[Records]
·····
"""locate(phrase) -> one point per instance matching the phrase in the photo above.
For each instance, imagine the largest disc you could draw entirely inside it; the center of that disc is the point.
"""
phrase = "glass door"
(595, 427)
·····
(Short exercise)
Show each line of the records above that contains the string "point". Case counts.

(Task output)
"""locate(phrase) -> one point per instance matching the phrase in the photo above.
For each instance, imagine the largest disc you could draw entirely inside it; the center of that disc is the point.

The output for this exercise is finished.